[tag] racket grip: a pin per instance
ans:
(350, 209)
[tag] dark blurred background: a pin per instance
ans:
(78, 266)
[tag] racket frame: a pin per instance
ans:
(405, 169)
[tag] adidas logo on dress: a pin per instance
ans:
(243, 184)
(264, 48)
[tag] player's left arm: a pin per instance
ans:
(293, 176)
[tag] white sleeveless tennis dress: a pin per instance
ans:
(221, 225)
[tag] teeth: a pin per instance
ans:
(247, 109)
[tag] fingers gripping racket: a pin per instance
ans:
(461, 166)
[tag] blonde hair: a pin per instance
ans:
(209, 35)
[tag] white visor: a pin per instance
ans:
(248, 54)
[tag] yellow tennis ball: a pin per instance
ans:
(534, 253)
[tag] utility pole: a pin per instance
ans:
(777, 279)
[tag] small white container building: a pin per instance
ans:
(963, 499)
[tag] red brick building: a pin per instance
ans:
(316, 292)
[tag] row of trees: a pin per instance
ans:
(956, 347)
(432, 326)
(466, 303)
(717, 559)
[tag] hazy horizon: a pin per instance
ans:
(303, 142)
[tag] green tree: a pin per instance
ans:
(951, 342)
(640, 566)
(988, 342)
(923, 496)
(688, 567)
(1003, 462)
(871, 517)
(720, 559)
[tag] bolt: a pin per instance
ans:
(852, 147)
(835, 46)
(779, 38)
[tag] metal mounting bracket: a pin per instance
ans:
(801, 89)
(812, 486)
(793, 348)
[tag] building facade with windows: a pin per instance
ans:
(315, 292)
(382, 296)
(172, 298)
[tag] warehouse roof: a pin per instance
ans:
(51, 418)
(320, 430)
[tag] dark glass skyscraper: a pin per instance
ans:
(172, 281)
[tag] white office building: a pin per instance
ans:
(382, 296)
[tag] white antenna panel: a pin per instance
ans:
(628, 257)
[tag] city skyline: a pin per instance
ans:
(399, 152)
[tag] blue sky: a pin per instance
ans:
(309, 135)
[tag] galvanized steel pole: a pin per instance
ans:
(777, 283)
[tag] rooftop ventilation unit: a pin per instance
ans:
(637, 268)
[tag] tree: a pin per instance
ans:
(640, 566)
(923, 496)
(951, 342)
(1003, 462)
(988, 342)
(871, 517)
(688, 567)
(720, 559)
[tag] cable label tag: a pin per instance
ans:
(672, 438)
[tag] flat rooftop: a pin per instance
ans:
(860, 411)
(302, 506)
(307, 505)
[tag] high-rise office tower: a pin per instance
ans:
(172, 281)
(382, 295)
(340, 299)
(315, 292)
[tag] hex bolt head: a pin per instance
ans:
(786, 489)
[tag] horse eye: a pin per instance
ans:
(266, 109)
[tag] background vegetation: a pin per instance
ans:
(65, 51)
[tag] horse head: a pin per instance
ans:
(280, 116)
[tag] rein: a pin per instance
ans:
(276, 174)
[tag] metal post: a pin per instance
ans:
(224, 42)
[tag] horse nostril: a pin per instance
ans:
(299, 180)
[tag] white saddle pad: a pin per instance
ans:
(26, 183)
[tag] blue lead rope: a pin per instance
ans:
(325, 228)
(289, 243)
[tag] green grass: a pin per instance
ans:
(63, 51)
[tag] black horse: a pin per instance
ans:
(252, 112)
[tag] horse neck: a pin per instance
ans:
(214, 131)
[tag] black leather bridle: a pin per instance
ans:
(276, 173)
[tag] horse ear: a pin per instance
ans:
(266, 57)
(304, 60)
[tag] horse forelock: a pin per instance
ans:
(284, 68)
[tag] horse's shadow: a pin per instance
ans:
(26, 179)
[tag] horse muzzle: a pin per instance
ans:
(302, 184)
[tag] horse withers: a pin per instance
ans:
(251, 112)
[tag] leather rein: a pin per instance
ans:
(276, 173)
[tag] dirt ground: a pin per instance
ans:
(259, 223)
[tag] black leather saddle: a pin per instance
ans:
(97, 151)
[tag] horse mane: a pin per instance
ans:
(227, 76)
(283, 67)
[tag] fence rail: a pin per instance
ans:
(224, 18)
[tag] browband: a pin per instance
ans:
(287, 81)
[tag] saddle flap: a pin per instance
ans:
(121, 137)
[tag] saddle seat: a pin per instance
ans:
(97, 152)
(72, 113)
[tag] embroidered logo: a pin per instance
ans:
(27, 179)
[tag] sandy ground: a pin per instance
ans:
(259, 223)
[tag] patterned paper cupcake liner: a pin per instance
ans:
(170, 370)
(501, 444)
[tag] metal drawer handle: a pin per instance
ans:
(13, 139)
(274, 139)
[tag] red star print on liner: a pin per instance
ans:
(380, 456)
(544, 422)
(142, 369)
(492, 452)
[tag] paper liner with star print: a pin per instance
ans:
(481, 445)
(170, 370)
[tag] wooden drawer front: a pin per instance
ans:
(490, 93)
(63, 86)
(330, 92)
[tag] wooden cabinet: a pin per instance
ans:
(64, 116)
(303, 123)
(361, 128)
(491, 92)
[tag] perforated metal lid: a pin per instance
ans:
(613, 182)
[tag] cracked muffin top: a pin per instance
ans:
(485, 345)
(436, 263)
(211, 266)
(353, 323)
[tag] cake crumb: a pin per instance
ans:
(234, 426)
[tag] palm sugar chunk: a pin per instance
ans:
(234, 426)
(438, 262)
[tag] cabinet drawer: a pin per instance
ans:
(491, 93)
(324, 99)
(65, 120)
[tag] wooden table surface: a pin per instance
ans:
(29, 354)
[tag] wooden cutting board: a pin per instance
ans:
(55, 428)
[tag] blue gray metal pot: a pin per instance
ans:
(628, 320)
┄┄┄┄┄┄
*Try it:* Scan the data above and copy each line containing the word "saddle".

*Finished task:*
[tag] white saddle pad: a pin per instance
[tag] black leather saddle: a pin per instance
[tag] saddle flap: a pin per instance
[tag] saddle seat: a pin per instance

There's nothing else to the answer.